» **SELECTED EXTRACT**
+ + + +

Tuesday, November 16, 2004

Discuss Psychology is the gateway to a new topics forum on this site.

Saturday, June 26, 2004

Clover Adams on knowledge and perception

“How true it is that the mind sees what it has means of seeing. I get so little, while the others about me are so intelligent and cultivated about everything that appeals to them.” Quoted from Clover Adams correspondence in The Great Wave: Gilded Age Misfits, Japanese Eccentrics and the Opening of Old Japan by Christopher Benfey (Random House, 2003) p.120. (Clover, who was designated by no less than Henry James as a “Voltaire in petticoats”, was given to depressiveness that became increasingly menacing. She maintained the correspondence from which the quote is taken during a trip with Henry along the Nile in 1872.

Sunday, June 06, 2004

Death and transmogrification

I listened today to Selected Shorts. It retailed the story of a dying businessman and his family's well-organized efforts to deal with his impending death of old age as matter-of-factly as a to-do list. This leads me to think that if you want a lot of grief, die early. When you die young (or relatively so) you are mourned for the unfulfilled hopes of the grieving, the what-might-have-been, and so are likely to be remembered longer (and, unless you have been a rat, more deeply cherished.)

+ + + +

» **GIVEN INFORMATION**
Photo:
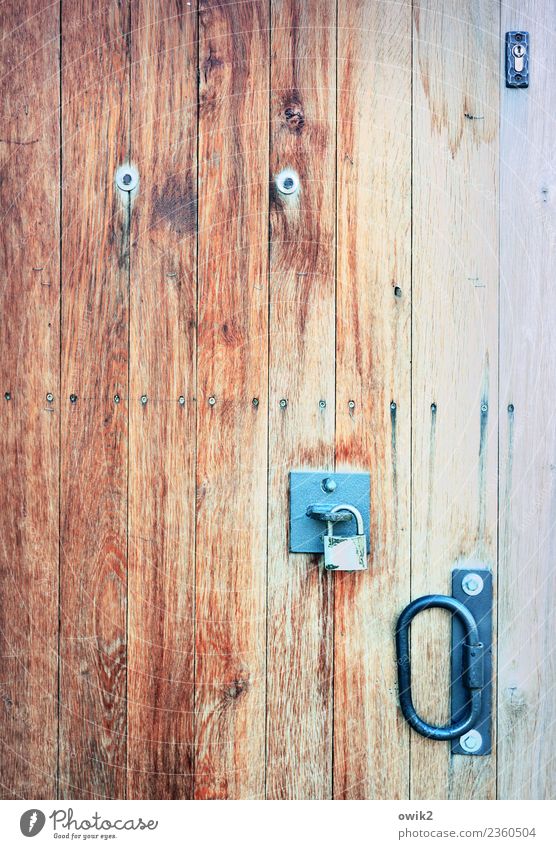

+ + + +

» **GIVEN EXERCISE 1**
Condense the paragraph of the blog page that begins "I listened today to Selected Shorts" into a shorter version that keeps its main facts.
» **GIVEN EXERCISE 2**
Quote the blog page between "Sunday, June 06, 2004" and "more deeply cherished.)", inclusive.

» **EXPECTED ANSWER 1**
On Selected Shorts, the writer heard a story about a dying businessman. His family handled his approaching death from old age as matter-of-factly as a to-do list. From this the writer concludes that dying early brings more grief. People who die young are mourned for the unfulfilled hopes of those grieving, for what might have been. So they are likely to be remembered longer and, unless they were a rat, cherished more deeply.

» **EXPECTED ANSWER 2**
Sunday, June 06, 2004

Death and transmogrification

I listened today to Selected Shorts. It retailed the story of a dying businessman and his family's well-organized efforts to deal with his impending death of old age as matter-of-factly as a to-do list. This leads me to think that if you want a lot of grief, die early. When you die young (or relatively so) you are mourned for the unfulfilled hopes of the grieving, the what-might-have-been, and so are likely to be remembered longer (and, unless you have been a rat, more deeply cherished.)